Exercise instructions: Give the data again exactly as it appears, excluding any pictures.

Information:
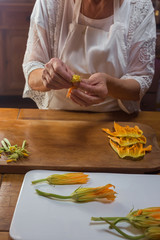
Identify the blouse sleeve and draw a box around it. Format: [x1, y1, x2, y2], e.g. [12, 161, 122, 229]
[118, 0, 156, 114]
[22, 0, 58, 108]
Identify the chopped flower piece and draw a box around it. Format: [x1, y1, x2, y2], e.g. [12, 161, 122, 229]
[32, 172, 89, 185]
[102, 122, 143, 138]
[36, 184, 116, 202]
[22, 152, 29, 157]
[66, 86, 76, 98]
[102, 122, 152, 159]
[0, 138, 29, 163]
[6, 159, 17, 163]
[109, 140, 152, 158]
[108, 135, 146, 147]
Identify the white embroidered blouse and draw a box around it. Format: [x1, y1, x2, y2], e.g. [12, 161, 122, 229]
[22, 0, 156, 113]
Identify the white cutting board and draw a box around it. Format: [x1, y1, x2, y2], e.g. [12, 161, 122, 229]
[10, 170, 160, 240]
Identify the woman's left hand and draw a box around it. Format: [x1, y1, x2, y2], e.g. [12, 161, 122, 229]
[70, 73, 109, 107]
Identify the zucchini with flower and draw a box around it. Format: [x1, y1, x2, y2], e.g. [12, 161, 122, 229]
[36, 184, 116, 202]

Written response:
Identify the blouse sleeve and draw a box around it. Format: [x1, y1, x2, y2], e.g. [12, 161, 122, 229]
[118, 0, 156, 114]
[22, 0, 58, 108]
Identify the chopped flower piece and draw a box around it. Format: [x1, y1, x2, y2], e.g. [12, 161, 122, 229]
[32, 172, 89, 185]
[102, 122, 143, 138]
[36, 184, 116, 202]
[22, 152, 29, 157]
[66, 86, 76, 98]
[102, 122, 152, 159]
[0, 138, 29, 163]
[6, 159, 17, 163]
[109, 140, 152, 158]
[108, 135, 146, 147]
Identify the white embroidered blouse and draw a box around it. Format: [x1, y1, x2, y2], e.g. [12, 161, 122, 229]
[22, 0, 156, 113]
Identify the white cutting board and draw a box around it. Format: [x1, y1, x2, y2], e.g. [12, 161, 122, 229]
[10, 170, 160, 240]
Identify the woman's left hand and draw a box around it. Format: [x1, y1, x2, y2], e.g. [12, 161, 122, 229]
[70, 73, 109, 107]
Identify the zucchini with flower and draw a box around it. Format: [x1, y1, x2, y2], e.g. [12, 161, 122, 229]
[36, 184, 116, 202]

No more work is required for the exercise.